For most of us pain is a brief experience. But, Rachel Sturges reports, some people live their lives in constant agony.
Hannah Gross sits cross-legged on her living room floor making chain mail. Talking quietly, she says: "This piece is for a fashion-designer friend who's doing a shoot."
Her hands are constantly busy snipping and shaping lengths of stainless steel wire with pliers.
It's an unusual pastime - other people knit or do crosswords to keep their hands busy. But for her, making chain mail is interesting, complicated and something she can always do, even when fatigued and in bed, to keep the muscles in her hands from seizing.
Hannah is 28 years old and has suffered from fibromyalgia since she was 16. It is a disorder of the central nervous system which causes widespread muscle pain and fatigue. It's believed to affect 3-5 per cent of the population in New Zealand. Around 80 per cent of sufferers are women.
Fibromyalgia is an invisible illness.
There's nothing obvious to suggest Hannah's in pain but after a while you see the careful, upright way she holds herself - in the same manner as other people with a sore back. Though for Hannah it's not only a painful back, it's painful feet, joints, skin, everything.
"I've been in pain for 12 years. You kind of get used to it. I don't remember what it's like not to be in pain."
She says this matter of factly. She refuses to be ground down by the pain, the fatigue and the eight medications she must take daily, which affect her concentration and render her unable to drive.
++++++++
*Task item*
Copy the stretch of the fibromyalgia article from "Hannah Gross sits" through "wire with pliers.", replacing "pliers" with "wire cutters".

*Entries shown*
++++++++
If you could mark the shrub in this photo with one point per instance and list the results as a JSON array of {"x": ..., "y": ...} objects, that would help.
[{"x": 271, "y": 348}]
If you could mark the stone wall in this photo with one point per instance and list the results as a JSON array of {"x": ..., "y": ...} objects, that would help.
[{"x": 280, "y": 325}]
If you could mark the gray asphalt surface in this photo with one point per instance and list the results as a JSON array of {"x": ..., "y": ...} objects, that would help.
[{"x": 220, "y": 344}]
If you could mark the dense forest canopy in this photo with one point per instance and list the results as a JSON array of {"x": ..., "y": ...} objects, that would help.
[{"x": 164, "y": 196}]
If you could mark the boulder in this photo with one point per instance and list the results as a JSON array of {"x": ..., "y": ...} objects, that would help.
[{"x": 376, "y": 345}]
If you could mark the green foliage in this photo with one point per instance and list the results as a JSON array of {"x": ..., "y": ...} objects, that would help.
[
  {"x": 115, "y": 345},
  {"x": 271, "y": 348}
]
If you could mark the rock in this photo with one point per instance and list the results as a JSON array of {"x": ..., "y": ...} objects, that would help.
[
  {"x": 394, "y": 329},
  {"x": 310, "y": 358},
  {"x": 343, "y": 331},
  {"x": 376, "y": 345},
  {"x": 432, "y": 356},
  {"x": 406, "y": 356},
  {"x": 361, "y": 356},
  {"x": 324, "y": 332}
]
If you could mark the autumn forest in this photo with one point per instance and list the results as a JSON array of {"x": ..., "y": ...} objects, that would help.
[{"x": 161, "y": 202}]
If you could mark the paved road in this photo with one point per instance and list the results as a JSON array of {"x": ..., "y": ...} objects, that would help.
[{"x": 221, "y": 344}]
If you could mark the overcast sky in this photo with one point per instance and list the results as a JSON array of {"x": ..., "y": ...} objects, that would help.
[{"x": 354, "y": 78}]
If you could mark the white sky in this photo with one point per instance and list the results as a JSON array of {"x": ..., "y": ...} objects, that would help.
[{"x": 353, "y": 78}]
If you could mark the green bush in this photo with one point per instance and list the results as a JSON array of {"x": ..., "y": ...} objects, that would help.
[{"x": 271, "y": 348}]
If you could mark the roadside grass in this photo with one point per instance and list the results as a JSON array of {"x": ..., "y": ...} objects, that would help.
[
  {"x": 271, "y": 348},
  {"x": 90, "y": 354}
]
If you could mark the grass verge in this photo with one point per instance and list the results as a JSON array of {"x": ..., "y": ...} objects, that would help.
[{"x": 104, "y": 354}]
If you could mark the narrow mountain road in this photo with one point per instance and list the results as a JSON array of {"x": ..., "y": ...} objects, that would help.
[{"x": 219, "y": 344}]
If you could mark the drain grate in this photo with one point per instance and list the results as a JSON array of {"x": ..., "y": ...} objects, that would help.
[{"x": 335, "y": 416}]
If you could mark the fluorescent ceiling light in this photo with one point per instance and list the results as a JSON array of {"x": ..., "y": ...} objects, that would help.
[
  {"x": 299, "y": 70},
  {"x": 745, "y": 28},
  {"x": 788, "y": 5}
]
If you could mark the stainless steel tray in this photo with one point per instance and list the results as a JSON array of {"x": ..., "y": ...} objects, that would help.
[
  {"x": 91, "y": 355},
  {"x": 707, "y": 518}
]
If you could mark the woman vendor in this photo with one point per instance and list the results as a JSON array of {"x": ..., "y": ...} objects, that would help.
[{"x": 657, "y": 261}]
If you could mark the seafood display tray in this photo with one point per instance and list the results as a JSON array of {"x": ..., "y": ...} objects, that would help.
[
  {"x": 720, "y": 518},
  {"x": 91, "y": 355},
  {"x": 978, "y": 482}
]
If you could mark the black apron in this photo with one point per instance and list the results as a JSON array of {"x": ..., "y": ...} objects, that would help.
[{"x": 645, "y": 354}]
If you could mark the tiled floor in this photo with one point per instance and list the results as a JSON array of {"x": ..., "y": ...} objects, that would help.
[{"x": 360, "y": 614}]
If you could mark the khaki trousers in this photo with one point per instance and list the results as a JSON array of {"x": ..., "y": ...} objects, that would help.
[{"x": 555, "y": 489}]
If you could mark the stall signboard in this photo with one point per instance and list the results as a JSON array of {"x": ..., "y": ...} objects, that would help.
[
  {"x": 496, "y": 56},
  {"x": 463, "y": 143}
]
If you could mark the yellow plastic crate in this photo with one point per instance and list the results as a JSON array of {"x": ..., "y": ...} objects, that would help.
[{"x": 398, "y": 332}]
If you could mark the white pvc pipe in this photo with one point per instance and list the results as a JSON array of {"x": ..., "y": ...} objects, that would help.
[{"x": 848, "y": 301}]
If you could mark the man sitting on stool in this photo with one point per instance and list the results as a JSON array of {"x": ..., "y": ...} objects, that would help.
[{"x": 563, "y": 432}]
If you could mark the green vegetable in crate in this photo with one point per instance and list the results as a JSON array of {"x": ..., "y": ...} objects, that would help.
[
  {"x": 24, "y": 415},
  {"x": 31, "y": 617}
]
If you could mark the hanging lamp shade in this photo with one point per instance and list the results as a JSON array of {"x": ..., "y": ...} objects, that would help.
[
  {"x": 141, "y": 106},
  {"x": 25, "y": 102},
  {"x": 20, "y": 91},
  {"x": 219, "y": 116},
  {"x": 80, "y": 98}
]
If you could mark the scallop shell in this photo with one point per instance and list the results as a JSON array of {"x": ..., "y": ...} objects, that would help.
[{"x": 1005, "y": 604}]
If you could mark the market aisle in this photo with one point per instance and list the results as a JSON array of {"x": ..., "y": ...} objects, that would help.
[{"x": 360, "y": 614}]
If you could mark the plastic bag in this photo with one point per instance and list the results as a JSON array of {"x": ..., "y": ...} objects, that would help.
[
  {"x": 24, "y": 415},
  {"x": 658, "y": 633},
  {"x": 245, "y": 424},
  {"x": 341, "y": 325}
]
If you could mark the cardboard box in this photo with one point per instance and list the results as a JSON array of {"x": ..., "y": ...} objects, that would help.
++++++++
*Task output*
Hannah Gross sits cross-legged on her living room floor making chain mail. Talking quietly, she says: "This piece is for a fashion-designer friend who's doing a shoot."
Her hands are constantly busy snipping and shaping lengths of stainless steel wire with wire cutters.